(Aim of the task) Will you give every entry again exactly as it stands?

(The input)
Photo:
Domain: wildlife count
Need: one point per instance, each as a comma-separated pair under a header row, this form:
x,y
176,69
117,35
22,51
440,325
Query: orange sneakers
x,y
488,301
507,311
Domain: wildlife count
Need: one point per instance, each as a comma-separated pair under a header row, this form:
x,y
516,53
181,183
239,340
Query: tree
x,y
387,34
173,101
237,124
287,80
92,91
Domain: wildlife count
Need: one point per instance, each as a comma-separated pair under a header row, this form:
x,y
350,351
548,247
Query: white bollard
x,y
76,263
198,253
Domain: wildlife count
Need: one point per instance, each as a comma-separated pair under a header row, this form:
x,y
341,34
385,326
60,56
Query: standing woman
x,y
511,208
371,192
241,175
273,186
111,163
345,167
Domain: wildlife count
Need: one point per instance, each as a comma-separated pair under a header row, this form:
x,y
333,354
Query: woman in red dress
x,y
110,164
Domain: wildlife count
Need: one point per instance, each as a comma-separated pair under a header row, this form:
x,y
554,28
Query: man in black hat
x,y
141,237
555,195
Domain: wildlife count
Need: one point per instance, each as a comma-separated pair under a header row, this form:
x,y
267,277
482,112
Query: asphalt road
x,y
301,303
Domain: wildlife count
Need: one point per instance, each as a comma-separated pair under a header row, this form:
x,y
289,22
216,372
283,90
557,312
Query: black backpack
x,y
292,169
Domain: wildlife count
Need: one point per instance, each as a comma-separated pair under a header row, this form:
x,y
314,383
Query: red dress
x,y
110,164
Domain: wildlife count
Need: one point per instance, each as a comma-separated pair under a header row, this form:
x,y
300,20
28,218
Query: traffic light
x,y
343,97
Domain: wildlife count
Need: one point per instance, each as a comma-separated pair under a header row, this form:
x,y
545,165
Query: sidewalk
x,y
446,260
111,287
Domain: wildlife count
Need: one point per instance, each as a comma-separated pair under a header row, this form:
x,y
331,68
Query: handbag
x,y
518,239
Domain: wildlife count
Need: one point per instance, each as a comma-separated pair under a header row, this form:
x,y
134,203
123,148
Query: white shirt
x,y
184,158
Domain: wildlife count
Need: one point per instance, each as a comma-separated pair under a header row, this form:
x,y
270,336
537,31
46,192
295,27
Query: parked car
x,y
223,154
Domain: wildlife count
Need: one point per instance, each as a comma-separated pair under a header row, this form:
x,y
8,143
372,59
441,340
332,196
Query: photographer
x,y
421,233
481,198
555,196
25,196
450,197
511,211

(Response to this task)
Photo:
Domain: wildlife count
Need: one point per instance, each as a comma-separated pair under a header row, this form:
x,y
176,69
117,35
22,51
440,325
Query: orange sneakers
x,y
488,301
507,311
Domain: wildlife count
Need: one point per instance, each as a comma-separated pair under a header row, this form:
x,y
516,53
181,183
239,340
Query: tree
x,y
387,34
173,101
237,124
287,80
92,91
Domain: wildlife count
Need: one point per instance, each as a comma-separated pair under a header row, this form:
x,y
350,351
548,247
Query: white bollard
x,y
76,263
198,253
Domain: wildlife count
Need: one point per instance, each as a comma-separated pair under a header row, this form:
x,y
341,34
385,326
60,56
Query: standing woman
x,y
511,208
371,192
241,175
273,186
111,163
345,167
Domain: wildlife count
Need: one point per instance, each as a comma-separated pair under a header row, this form:
x,y
333,354
Query: woman in red dress
x,y
110,164
Domain: wildlife count
Need: one point per instance, each as a comma-separated pair under a header row, this form:
x,y
554,28
Query: man in black hat
x,y
141,237
555,195
Domain: wildlife count
Need: one point per instance, each as a comma-separated pair under a header row, this form:
x,y
267,277
482,112
Query: asphalt road
x,y
301,303
Domain: wildlife count
Need: one point per instance, each as a comma-separated pair under a header row, this form:
x,y
289,22
216,372
283,90
557,312
Query: black backpack
x,y
292,169
Domain: wildlife count
Need: one point per instance, each as a comma-separated pair under a header row, this form:
x,y
314,383
Query: red dress
x,y
110,164
Domain: wildlife count
Need: one point per instance, each as a comma-separated pair under a header row, this form:
x,y
300,20
28,218
Query: traffic light
x,y
343,97
Domain: wildlife count
Need: one point per instance, each as a comma-separated pair under a header row, this form:
x,y
545,165
Query: sidewalk
x,y
446,260
111,287
Domain: wildlife count
Need: one point per instance, each as a comma-separated pair under a header row, this form:
x,y
331,68
Query: handbag
x,y
518,239
Domain: wildlife count
Need: one point per instance, each as a comma-separated pair under a header row, this form:
x,y
134,203
123,148
Query: white shirt
x,y
184,158
Domain: wildlife count
Need: one point per instance, each as a comma-separated pair under a header row, this form:
x,y
270,336
537,31
46,192
295,27
Query: parked car
x,y
223,154
Domain: wildlife count
Need: one point per instance, each as a comma-separated pair under a header row, this form:
x,y
8,143
372,59
441,340
332,196
Query: photographer
x,y
421,233
481,198
555,196
25,196
450,197
511,211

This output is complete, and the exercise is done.